Stored data entries:
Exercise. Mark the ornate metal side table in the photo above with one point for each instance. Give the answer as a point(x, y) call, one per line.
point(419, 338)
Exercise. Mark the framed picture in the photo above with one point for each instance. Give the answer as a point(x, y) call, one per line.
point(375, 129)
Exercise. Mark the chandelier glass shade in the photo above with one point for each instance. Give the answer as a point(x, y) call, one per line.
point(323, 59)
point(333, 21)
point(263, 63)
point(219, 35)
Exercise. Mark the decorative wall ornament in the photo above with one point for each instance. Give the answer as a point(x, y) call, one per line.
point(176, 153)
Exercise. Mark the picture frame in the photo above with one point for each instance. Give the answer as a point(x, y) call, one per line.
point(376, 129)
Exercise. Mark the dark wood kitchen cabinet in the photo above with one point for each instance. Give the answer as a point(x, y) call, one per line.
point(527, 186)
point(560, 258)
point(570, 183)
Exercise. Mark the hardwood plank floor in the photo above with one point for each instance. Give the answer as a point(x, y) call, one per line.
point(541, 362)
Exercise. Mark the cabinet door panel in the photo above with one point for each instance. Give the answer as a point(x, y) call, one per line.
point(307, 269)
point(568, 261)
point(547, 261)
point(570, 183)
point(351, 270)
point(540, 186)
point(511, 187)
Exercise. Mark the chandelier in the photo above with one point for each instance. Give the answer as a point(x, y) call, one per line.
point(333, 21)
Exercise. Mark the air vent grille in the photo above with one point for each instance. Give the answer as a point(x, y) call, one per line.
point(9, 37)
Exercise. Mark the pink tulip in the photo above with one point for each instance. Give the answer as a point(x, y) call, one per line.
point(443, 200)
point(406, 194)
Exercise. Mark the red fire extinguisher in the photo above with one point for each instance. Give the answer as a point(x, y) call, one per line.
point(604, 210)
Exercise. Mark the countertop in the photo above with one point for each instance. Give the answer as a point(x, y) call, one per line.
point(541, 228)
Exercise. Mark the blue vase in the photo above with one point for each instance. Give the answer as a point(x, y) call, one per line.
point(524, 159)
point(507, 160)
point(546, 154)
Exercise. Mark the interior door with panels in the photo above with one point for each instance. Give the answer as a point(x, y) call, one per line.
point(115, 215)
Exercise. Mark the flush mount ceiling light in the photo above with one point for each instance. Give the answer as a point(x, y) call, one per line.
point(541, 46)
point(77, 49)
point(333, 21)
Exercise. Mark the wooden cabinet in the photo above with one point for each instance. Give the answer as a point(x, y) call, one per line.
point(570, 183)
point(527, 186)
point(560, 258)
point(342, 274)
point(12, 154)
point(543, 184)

**What is expected**
Every line of the data must appear again in the answer, exactly as written.

**Result below**
Exercise. Mark the ornate metal side table in the photo above with one point for each instance. Give the answer as a point(x, y) call, one per line.
point(419, 338)
Exercise. Mark the framed picture in the photo above with one point for each instance. Give the answer as a point(x, y) call, one per line.
point(375, 129)
Exercise. Mark the chandelier glass shade in the photo above with one point for each instance. Give the answer as a point(x, y) call, one per line.
point(323, 59)
point(333, 21)
point(263, 63)
point(219, 35)
Exercise. Mark the decorative wall ornament in the photo above with one point for each instance. Give the answer as a point(x, y) call, one per line.
point(176, 153)
Exercise. Mark the picture frame in the photo above with one point for each instance. Give the answer as a point(x, y) call, one per line.
point(376, 129)
Exercise. Mark the dark wood kitchen cabinet in the photo above with one point for each instance. Give the answer as a point(x, y) call, one per line.
point(527, 186)
point(560, 258)
point(570, 183)
Exercise. Mark the hardwood plank floor in the photo above with one point for each instance. Give the answer as a point(x, y) call, one per line.
point(541, 362)
Exercise. Mark the cabinet door panel in the photo above with one point for each instance. Give the answer as a point(x, y) call, one per line.
point(307, 269)
point(568, 261)
point(547, 261)
point(570, 183)
point(351, 270)
point(540, 186)
point(511, 187)
Exercise. Mark the chandelier in the photo above with one point for each instance. Give the answer as a point(x, y) call, one per line.
point(333, 21)
Exercise. Mark the air vent grille in the photo above with one point for each instance. Give the answer as a point(x, y) call, one per line.
point(9, 37)
Exercise. Mark the pink tulip in the photo above with one point for each instance. Give the answer as a point(x, y) call, one per line.
point(443, 200)
point(406, 194)
Exercise. Mark the red fire extinguisher in the photo above with one point for each instance. Give the answer as a point(x, y) call, one per line.
point(604, 210)
Exercise. Mark the countertop in the photo above with one point for each instance. Give the answer as a point(x, y) call, one per line.
point(541, 228)
Exercise. Mark the blue vase in the photo above with one point for each instance. Give the answer as a point(x, y) call, one per line.
point(524, 159)
point(507, 160)
point(546, 154)
Exercise. Mark the interior door with panels in the photo above with one point for each instance. Give the answer as a point(x, y) call, one per line.
point(115, 215)
Exercise. Mark the flush mount ceiling light in the photo above with one point for each instance. Give the answer as a point(x, y) call, one per line.
point(541, 46)
point(77, 49)
point(333, 21)
Exercise. Mark the wooden cabinet in the photo above with one point for each instance. Give the answer as a point(x, y) call, one per line.
point(570, 183)
point(527, 186)
point(560, 258)
point(342, 274)
point(12, 154)
point(543, 184)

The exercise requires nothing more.